# [Given instruction]
Can you convert every one of the rows below into a JSON list of strings, with one string per line and no strings for blank lines? Leave the pictures out of the list.

(Rows from a point annotation set)
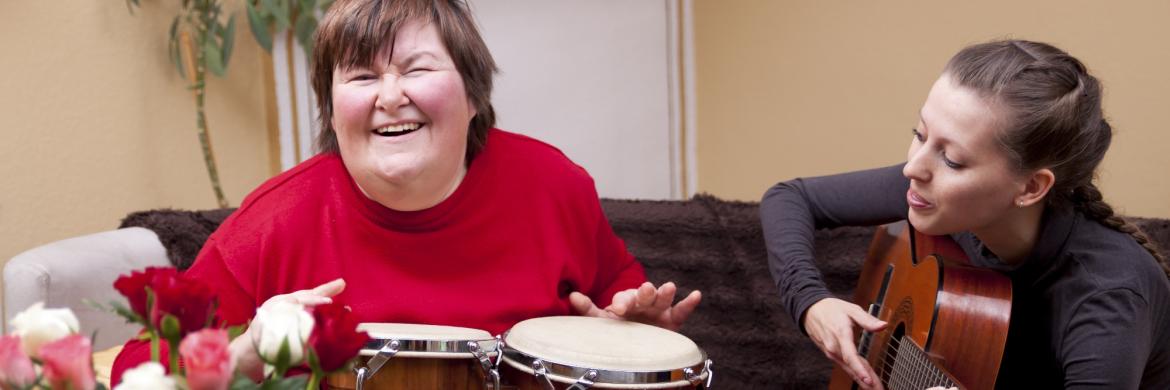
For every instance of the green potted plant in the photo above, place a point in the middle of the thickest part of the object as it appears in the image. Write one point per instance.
(200, 41)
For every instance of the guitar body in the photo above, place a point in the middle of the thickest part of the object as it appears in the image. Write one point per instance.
(947, 322)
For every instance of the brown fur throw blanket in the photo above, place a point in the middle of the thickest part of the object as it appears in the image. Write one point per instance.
(703, 244)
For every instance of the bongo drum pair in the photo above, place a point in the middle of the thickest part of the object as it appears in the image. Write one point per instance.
(539, 354)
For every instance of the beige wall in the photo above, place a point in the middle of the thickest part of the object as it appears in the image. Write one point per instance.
(96, 122)
(802, 88)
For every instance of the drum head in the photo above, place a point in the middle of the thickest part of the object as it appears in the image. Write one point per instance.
(601, 344)
(426, 341)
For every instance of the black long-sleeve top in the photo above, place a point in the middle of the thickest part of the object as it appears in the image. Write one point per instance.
(1089, 308)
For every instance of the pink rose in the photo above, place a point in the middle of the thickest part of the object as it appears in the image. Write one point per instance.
(207, 360)
(15, 368)
(68, 363)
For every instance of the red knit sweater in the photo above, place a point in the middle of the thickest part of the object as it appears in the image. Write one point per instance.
(522, 231)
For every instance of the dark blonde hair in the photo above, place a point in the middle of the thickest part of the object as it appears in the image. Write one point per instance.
(1052, 117)
(352, 32)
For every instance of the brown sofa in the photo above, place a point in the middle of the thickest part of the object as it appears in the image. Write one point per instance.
(700, 244)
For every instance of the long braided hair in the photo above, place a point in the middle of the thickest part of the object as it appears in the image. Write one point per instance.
(1054, 120)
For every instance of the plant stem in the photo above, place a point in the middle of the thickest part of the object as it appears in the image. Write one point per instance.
(153, 347)
(205, 138)
(174, 358)
(198, 75)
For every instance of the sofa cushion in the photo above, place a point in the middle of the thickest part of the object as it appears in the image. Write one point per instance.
(706, 244)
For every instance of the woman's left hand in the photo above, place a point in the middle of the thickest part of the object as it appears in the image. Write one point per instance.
(645, 305)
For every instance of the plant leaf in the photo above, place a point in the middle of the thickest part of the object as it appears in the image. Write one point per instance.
(171, 328)
(236, 330)
(173, 47)
(228, 39)
(240, 382)
(281, 12)
(305, 26)
(212, 59)
(259, 27)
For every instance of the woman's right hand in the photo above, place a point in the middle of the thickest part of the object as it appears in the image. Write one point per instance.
(830, 325)
(243, 348)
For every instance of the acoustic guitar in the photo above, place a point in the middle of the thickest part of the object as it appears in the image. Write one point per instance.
(947, 322)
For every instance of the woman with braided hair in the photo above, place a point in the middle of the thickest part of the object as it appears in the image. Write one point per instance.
(1003, 159)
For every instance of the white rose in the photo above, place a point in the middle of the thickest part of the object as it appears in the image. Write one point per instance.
(38, 326)
(146, 376)
(279, 321)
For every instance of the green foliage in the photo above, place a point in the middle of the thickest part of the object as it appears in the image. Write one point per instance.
(301, 15)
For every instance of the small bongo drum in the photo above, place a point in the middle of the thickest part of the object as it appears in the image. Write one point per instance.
(419, 356)
(583, 353)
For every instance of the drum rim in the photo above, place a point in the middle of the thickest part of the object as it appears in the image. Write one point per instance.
(565, 373)
(432, 348)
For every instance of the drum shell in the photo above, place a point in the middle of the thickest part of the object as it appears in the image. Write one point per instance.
(515, 378)
(412, 373)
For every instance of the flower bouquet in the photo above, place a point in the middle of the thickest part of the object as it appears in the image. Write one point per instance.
(45, 350)
(180, 310)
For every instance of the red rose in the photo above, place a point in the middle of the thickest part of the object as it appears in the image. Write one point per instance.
(335, 337)
(208, 362)
(190, 300)
(133, 286)
(68, 363)
(15, 368)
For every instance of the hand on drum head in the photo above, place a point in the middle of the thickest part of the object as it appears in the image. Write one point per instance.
(242, 348)
(830, 325)
(645, 305)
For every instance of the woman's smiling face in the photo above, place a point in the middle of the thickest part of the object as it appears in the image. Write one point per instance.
(961, 178)
(401, 121)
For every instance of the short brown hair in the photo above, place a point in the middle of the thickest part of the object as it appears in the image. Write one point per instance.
(353, 31)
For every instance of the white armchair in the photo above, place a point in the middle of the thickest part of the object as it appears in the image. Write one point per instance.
(67, 273)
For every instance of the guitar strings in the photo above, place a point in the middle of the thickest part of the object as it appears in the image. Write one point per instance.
(916, 373)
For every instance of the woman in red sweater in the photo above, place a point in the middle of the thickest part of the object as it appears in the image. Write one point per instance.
(417, 210)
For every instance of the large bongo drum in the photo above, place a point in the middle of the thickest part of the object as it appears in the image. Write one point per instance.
(584, 353)
(419, 356)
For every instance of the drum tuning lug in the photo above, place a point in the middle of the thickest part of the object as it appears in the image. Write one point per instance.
(585, 381)
(362, 374)
(490, 374)
(710, 373)
(542, 375)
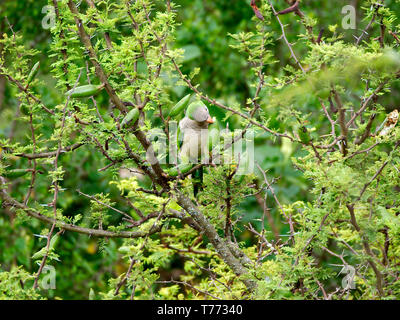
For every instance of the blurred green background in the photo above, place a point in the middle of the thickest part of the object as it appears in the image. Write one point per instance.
(203, 33)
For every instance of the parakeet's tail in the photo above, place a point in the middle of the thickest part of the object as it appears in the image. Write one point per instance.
(197, 181)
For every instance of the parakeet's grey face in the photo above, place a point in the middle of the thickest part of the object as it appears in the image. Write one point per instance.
(201, 114)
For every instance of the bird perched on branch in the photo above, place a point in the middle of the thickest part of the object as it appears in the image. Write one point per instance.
(194, 128)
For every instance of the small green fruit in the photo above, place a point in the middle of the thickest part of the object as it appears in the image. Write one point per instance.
(132, 116)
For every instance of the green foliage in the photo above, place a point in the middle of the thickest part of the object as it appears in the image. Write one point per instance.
(82, 173)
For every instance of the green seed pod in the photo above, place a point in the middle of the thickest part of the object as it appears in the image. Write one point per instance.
(132, 115)
(304, 135)
(183, 168)
(24, 108)
(192, 108)
(33, 73)
(16, 173)
(180, 106)
(85, 91)
(324, 93)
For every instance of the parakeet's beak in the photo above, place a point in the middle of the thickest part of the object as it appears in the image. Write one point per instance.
(210, 120)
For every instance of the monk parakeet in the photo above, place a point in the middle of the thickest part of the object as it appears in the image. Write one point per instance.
(194, 128)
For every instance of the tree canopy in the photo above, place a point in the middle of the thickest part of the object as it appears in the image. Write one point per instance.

# [Correct answer]
[
  "For every instance of the green potted plant in the photo above, place a point in the middle of the thickest part of the object as it appears in the image. Write one point per instance.",
  "(200, 41)",
  "For every instance of the guitar body in the photo above, place a point in the middle of the thickest part of the object as it appears in the image. Write one point per instance.",
  "(947, 322)",
  "For every instance of the brown fur throw blanket in the photo above, place a point in the middle of the thickest part of the object as it appears in the image. Write one point per instance.",
  "(703, 244)",
  "For every instance of the bongo drum pair in the photo above, place a point in the middle of the thickest part of the object as it appears in the image. Write one point per instance.",
  "(539, 354)",
  "For every instance of the beige wall in the photo above, place a point in the middle of the thickest part of the object as it appears in the image. Write one point per instance.",
  "(96, 122)",
  "(802, 88)",
  "For every instance of the drum head in the photo above, place a point in the middle of the thickest part of the object as it appears in the image. Write one point per instance.",
  "(601, 344)",
  "(426, 341)",
  "For every instance of the black long-sleeve top in the photo above, place a point in the middle of the thickest part of the object as it appears in the image. Write one point per instance.",
  "(1089, 308)",
  "For every instance of the pink rose in the photo above, place a point in the middle of the thickest part of the object as it appears in the image. Write one point per instance.",
  "(207, 360)",
  "(15, 368)",
  "(68, 363)",
  "For every instance of the red knit sweater in the photo above, place a point in the middle of the thickest part of the object as it appears in the image. Write one point per instance.",
  "(522, 231)",
  "For every instance of the dark blonde hair in the photo above, place a point in the middle of the thickest part of the object as it appears in the image. Write one point per instance.",
  "(1052, 117)",
  "(352, 32)",
  "For every instance of the brown sofa in the photo above, place a point in the middle of the thickest part of the object as it appears in the image. Write one point per instance.",
  "(700, 244)",
  "For every instance of the long braided hair in the photo above, place a point in the middle of the thickest part of the object as it appears in the image. Write one point per instance.",
  "(1054, 120)",
  "For every instance of the plant stem in the photo above, place a point in the middle of the thickest part of the object as it appears in the image. Write one point per instance.",
  "(153, 347)",
  "(205, 138)",
  "(174, 358)",
  "(198, 75)",
  "For every instance of the sofa cushion in the photo above, place a point in the middle of the thickest part of the object as it appears in the image. Write one point per instance.",
  "(706, 244)",
  "For every instance of the woman's left hand in the photo above, place a point in the middle of the thickest part of the object as it appears in the image. Write one point per instance.",
  "(645, 305)",
  "For every instance of the plant leaf in the photo above, place a point in the middle of the thickest part of the object as it appears in the image. Write one point per instance.",
  "(171, 328)",
  "(236, 330)",
  "(173, 47)",
  "(228, 39)",
  "(240, 382)",
  "(281, 12)",
  "(305, 26)",
  "(212, 59)",
  "(259, 27)",
  "For every instance of the woman's right hand in the photo above, place a point in the middle of the thickest part of the object as it appears in the image. Write one point per instance.",
  "(830, 325)",
  "(243, 348)",
  "For every instance of the acoustic guitar in the photo above, place a point in the middle of the thickest part of the object as it appears in the image. Write one point per instance.",
  "(947, 322)",
  "For every instance of the woman with braided hair in the photo above, place a point in the middle of the thickest part of the object as it appears in the image. Write one point per instance.",
  "(1003, 159)",
  "For every instance of the white rose in the photo above, place a point in the middle of the thickest part of the object as it appears in the image. Write one point per instance.",
  "(38, 326)",
  "(146, 376)",
  "(279, 321)",
  "For every instance of the green foliage in the photo above, place a point in the middle of the thickest part of the object as it appears in the image. Write one point per instance.",
  "(301, 15)",
  "For every instance of the small bongo drum in the photo above, place a point in the middle of the thickest part of the object as it appears in the image. Write one point per instance.",
  "(419, 356)",
  "(583, 353)",
  "For every instance of the drum rim in the photo above, place a point in the middle of the thickest part of the object as it appears in the image. Write one point per instance.",
  "(565, 373)",
  "(432, 348)",
  "For every instance of the drum shell in the photo above, place a point in the middle of the thickest part of the object as it appears in the image. Write one point per instance.",
  "(515, 378)",
  "(412, 373)",
  "For every instance of the flower bouquet in the photo above, place a point in the middle of the thickest part of the object as it appears in the image. Write one point per instance.",
  "(45, 350)",
  "(180, 310)",
  "For every instance of the red rose in the photo above, place a point in the middle of the thickest part of the object as it appears in the image. Write one point per instance.",
  "(335, 337)",
  "(208, 362)",
  "(190, 300)",
  "(133, 286)",
  "(68, 363)",
  "(15, 368)",
  "For every instance of the hand on drum head in the photo above, place a point in the middle of the thickest part of the object as it appears in the image. Write one point per instance.",
  "(242, 348)",
  "(830, 325)",
  "(645, 305)",
  "For every instance of the woman's smiling face in the photo above, place a point in the middle of the thickest part of the object as it appears in the image. Write one point per instance.",
  "(961, 178)",
  "(401, 121)",
  "For every instance of the short brown hair in the photo above, place a point in the middle of the thickest part of the object as it appears in the image. Write one point per instance.",
  "(353, 31)",
  "For every instance of the white armchair in the photo above, place a point in the middle of the thickest part of the object as it appears in the image. Write one point per instance.",
  "(67, 273)",
  "For every instance of the guitar strings in the photo above, place a point in the middle of the thickest part of the object as it appears in the image. Write one point per instance.",
  "(916, 373)",
  "For every instance of the woman in red sweater in the photo above, place a point in the middle of the thickest part of the object as it appears in the image. Write one point per instance.",
  "(417, 210)",
  "For every instance of the large bongo drum in the photo above, place a point in the middle of the thickest part of the object as it appears in the image. Write one point per instance.",
  "(584, 353)",
  "(419, 356)",
  "For every instance of the drum tuning lug in the photo above, place a point in the middle of the thickest part of the object as it appears in the image. Write one point per instance.",
  "(585, 381)",
  "(362, 374)",
  "(490, 374)",
  "(710, 373)",
  "(542, 375)",
  "For every instance of the blurred green background in the photo above, place a point in the middle of the thickest part of the object as it appears in the image. Write one point per instance.",
  "(203, 33)",
  "For every instance of the parakeet's tail in the photo above, place a point in the middle of the thickest part of the object as it appears in the image. Write one point per instance.",
  "(197, 181)",
  "For every instance of the parakeet's grey face in the photo above, place a point in the middle of the thickest part of the object as it appears in the image. Write one point per instance.",
  "(201, 114)",
  "For every instance of the bird perched on branch in the photo above, place a point in the middle of the thickest part of the object as it appears in the image. Write one point per instance.",
  "(194, 128)",
  "For every instance of the small green fruit in the photo above, place a point in the middle of the thickest part of the object as it appears in the image. Write one point per instance.",
  "(132, 116)",
  "For every instance of the green foliage in the photo above, place a point in the middle of the thickest part of the object as it appears in the image. Write one point per instance.",
  "(82, 173)",
  "For every instance of the green seed pod in the photo above, place a point in the middle of the thickest part of the object as it appears in the image. Write one point per instance.",
  "(132, 115)",
  "(304, 135)",
  "(183, 168)",
  "(24, 108)",
  "(192, 108)",
  "(33, 73)",
  "(16, 173)",
  "(180, 106)",
  "(85, 91)",
  "(324, 93)",
  "For every instance of the parakeet's beak in the photo above, place a point in the middle of the thickest part of the object as it appears in the image. Write one point per instance.",
  "(210, 120)",
  "For every instance of the monk parakeet in the photo above, place a point in the middle of the thickest part of the object as it appears in the image. Write one point per instance.",
  "(194, 128)",
  "For every instance of the tree canopy in the photo above, place a point in the middle of the thickest part of the object as it appears in the image. Write one point per instance."
]